[Record set Boundary: Start]
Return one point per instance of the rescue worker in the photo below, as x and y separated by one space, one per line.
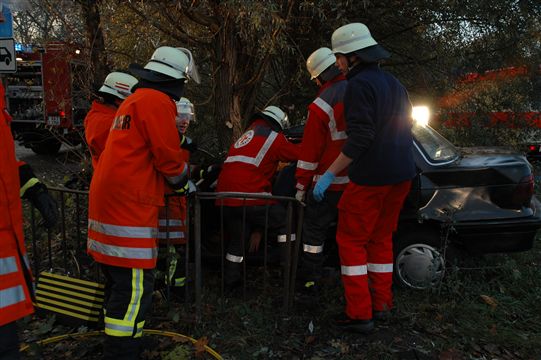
16 180
379 154
323 138
172 217
142 152
116 87
249 168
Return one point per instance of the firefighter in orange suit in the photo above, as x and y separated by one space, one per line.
324 136
116 87
378 151
249 168
16 180
141 154
172 219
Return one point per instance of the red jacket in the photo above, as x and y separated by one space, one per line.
15 296
127 188
98 122
173 221
252 161
324 136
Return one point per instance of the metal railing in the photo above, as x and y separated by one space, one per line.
63 248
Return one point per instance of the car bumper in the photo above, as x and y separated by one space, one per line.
499 236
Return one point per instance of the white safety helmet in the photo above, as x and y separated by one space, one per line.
185 110
118 84
356 38
177 63
277 115
319 61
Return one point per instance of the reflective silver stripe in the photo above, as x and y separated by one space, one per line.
172 235
170 222
128 330
305 165
337 180
122 251
247 194
138 232
382 268
335 134
260 155
233 258
26 261
355 270
338 44
8 265
283 238
312 249
11 296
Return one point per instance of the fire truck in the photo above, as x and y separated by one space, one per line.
46 96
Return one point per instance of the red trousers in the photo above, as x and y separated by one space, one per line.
368 216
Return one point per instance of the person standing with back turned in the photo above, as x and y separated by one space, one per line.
379 154
127 189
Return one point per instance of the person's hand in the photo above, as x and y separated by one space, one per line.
187 143
47 207
300 195
322 184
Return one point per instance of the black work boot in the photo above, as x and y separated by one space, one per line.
360 326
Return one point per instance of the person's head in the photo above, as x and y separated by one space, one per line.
321 65
116 87
353 44
276 117
185 114
167 70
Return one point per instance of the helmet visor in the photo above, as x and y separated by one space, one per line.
191 68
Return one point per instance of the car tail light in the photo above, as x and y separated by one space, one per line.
524 191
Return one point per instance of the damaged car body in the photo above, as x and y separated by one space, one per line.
480 200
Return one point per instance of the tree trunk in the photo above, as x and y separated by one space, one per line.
95 42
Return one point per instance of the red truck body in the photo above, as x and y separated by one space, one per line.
45 97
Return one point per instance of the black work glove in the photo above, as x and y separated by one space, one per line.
188 144
44 202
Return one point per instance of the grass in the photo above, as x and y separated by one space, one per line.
487 308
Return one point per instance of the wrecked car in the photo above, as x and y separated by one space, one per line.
480 200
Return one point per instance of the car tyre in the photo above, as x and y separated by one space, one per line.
419 261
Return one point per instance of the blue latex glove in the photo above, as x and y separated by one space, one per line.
322 184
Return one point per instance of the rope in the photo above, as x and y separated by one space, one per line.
54 339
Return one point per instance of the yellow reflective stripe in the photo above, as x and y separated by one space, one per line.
233 258
73 293
8 265
28 185
283 238
97 305
66 312
63 304
80 288
137 293
90 283
139 330
313 249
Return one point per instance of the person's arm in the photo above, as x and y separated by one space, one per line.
311 150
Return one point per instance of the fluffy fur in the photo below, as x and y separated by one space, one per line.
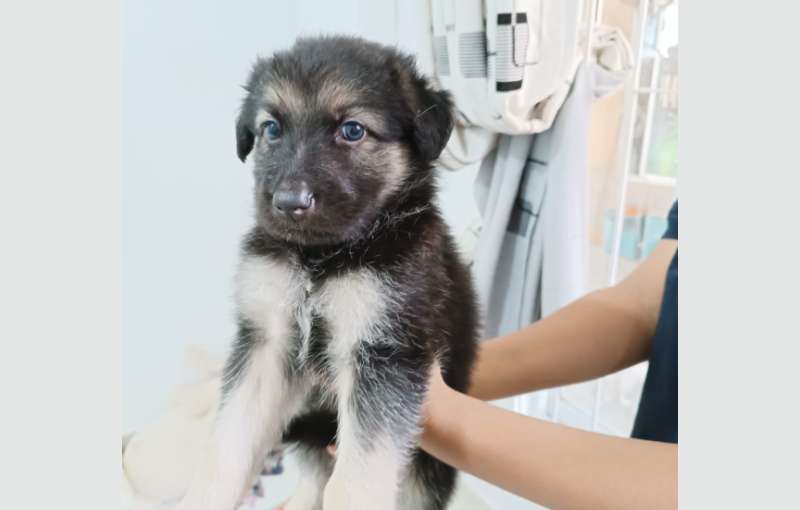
345 304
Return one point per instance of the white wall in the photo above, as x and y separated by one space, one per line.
186 197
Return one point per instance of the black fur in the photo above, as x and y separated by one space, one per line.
361 221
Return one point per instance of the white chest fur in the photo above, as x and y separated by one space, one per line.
276 295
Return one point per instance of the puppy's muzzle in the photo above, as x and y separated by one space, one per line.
296 201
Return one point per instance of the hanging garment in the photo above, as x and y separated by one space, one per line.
508 63
472 139
531 256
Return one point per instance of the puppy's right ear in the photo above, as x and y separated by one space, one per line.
245 138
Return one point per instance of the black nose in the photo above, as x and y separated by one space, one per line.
294 201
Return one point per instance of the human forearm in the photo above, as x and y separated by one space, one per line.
603 332
557 466
592 337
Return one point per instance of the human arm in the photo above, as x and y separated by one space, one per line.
554 465
601 333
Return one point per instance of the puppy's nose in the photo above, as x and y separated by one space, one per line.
295 202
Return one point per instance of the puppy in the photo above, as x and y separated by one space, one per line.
349 286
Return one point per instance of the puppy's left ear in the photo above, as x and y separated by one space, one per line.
245 138
433 121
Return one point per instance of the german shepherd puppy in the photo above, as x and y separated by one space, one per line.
349 286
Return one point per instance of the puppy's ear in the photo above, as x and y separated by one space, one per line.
433 120
245 138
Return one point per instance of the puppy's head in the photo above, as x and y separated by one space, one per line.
339 129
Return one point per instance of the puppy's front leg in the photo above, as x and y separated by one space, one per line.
252 414
380 394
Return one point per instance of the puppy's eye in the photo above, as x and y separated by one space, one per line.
353 131
271 130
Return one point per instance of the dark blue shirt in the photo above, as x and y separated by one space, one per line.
657 418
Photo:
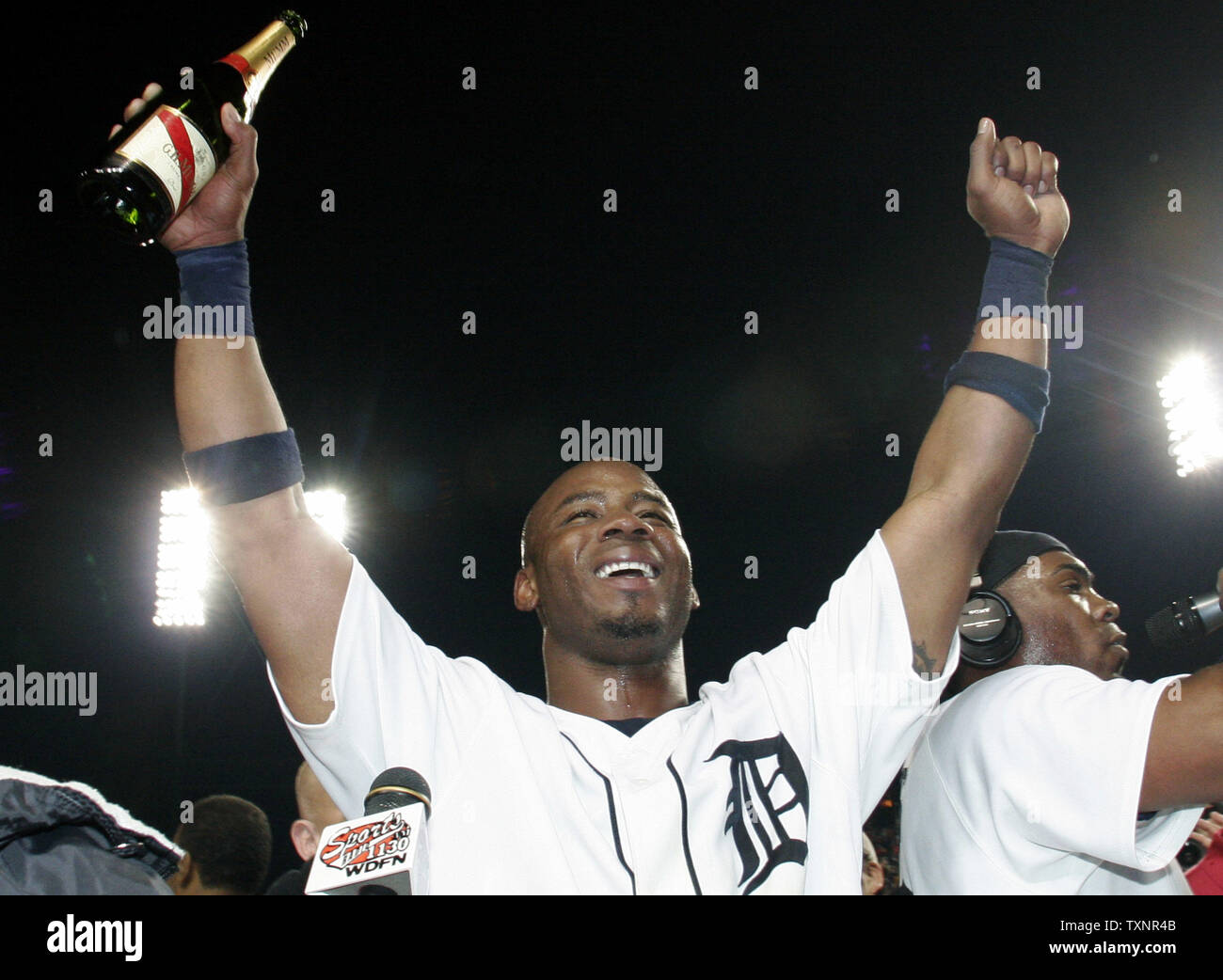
[Record set Boundary: End]
Instructions to follow
Line by line, print the records exactly, leaving the pictures behind.

Written response
Return one point per instance of the rescue worker in the photo below, as x and y separated by one space, one per line.
16 180
379 154
323 138
172 217
142 152
116 87
249 168
Return one point per instance of the firefighter in orange suit in the photo above, as x and y separated by one space, one per line.
324 136
116 87
378 151
249 168
16 180
141 154
172 219
Return one point per instance of the red jacket in the photo above, as x and y separated by one space, one per line.
15 296
127 188
98 122
173 221
252 161
324 136
Return one point per instance of the metal railing in the photo above, as x and y separated by one space, one per line.
63 248
Return one point per instance of the car bumper in the photo above, as x and y separated by one space, one per line.
499 236
Return one point per instance of the white safety helmet in the photo above, as x and y separated by one space, one per line.
185 110
118 84
356 38
177 63
277 115
319 61
Return one point per instance of the reflective silver stripe in the photo above, as x and y separated by one space, one per line.
172 235
170 222
128 330
305 165
337 180
122 251
247 194
138 232
382 268
335 134
260 155
233 258
26 261
355 270
338 44
8 265
283 238
312 249
11 296
Return one point per instance of the fire truck in the photo above, as x and y separated by one space, one per line.
46 96
Return one point per instance of the red trousers in the photo above, as x and y separated by one space, one per line.
368 216
Return one point per instance of the person standing with back turned in the photo above, as x and y separated by one space, one per line.
379 154
127 189
Return one point per instance of the person's hand in the photo above, as x and y separated by one space, one per line.
187 143
47 207
300 195
322 184
Return one point per instance of the black work boot in the photo above, as x and y separated by one space, one per line.
360 326
Return one point per instance of the person's head in the photo above, as x and y separated by one space, one per line.
321 65
116 87
353 44
276 117
185 114
167 70
Return one point per instance of the helmet visor in the photo above, as x and y separated by one space, one per line.
191 68
Return one point per instance of the car tail light in the photo above, as x and y separated by one space, one per line.
524 191
Return one point per instance of the damaged car body in the photo above, as x and y separated by one space, one per line.
480 200
Return one point per instance of the tree trunk in the photo above, as x and y separated by one space, one per line.
95 42
Return one point per instance of the red truck body in the photo above, as x and y separated by one space, one per line.
45 97
Return one point per instance of the black work glove in the photo above, as x and y separated by one space, one per line.
188 144
44 202
Return one point per instance of the grass in the photo above, as x and y separated by one space, one per line.
487 308
Return one point per instance of the wrecked car in the photo above, as x and y separated by one space, one per line.
480 200
Return one point per instance of the car tyre in the photo above, as x and y separated by one space, one per line.
419 261
Return one point per instance of the blue latex glove in the photo above, as x and y separated by one space, one per line.
322 184
Return one point per instance of the rope in the photo above, as x and y separated by one space, one per line.
54 339
Return one point per instance of the yellow reflective stripe in the photo above, as x and y separated by one space, one per line.
233 258
73 293
8 265
28 185
283 238
97 305
66 312
63 304
80 288
137 293
90 283
139 330
313 249
Return one point per instance of the person's arm in the photo above, as x and y separated by one space, one per line.
311 150
Return one point per instance of the fluffy fur in the photo below, as x and y separated by one space, one per line.
345 304
Return one point per instance of the white wall in the photo above, as x and y separated by one space, one per line.
186 197
Return one point per instance of the black fur in the photo above, as x and y separated by one space, one per line.
361 221
Return one point per instance of the white chest fur in the photo above, as x and y separated by one space, one per line.
276 295
Return one point per instance of the puppy's muzzle in the photo above, as x and y separated by one space, one per line.
296 201
Return one point per instance of the hanging garment in the photo above, as x and y separated by one space, one per line.
508 63
472 139
531 256
Return one point per instance of the puppy's right ear in the photo above, as x and y separated by one space, one per line.
245 138
Return one point per instance of the black nose in the photo above, as x and y separated by one space, one per line.
294 201
Return one point per instance of the human forearm in the photo above, as x and y separated by one space, one per line.
603 332
557 466
592 337
Return one point per instance of the human arm in the photo above, as x and y separated by one space, one per line.
554 465
601 333
Return one point per instance of the puppy's nose in the photo above, as x and y separated by one space, one per line.
295 202
Return one point per instance of the puppy in the photo above, as x and y separated by one space, one per line.
349 286
Return one point per instance of the puppy's left ear in the photo above, as x and y separated by one space, one per line.
245 138
433 121
Return one point per instance of the german shepherd puppy in the photo above, as x and y separated by one space, one per line.
349 286
Return one point per instance of the puppy's ear in the photo above, as x and y separated by one space, one per line.
433 120
245 138
Return one point per instance of the puppy's head in the photo above, as x and y separated by one space, one per line.
339 129
Return one point per instance of the puppy's front leg in the photo above, as x and y separated by one space, one per line.
252 414
380 394
Return one point per instance of the puppy's eye in the photo above, as x and y separated by one space, one per line.
353 131
271 130
Return one point per instance of the dark blue shirt in the photo above, as x and y separated by one space, one per line.
657 418
Photo:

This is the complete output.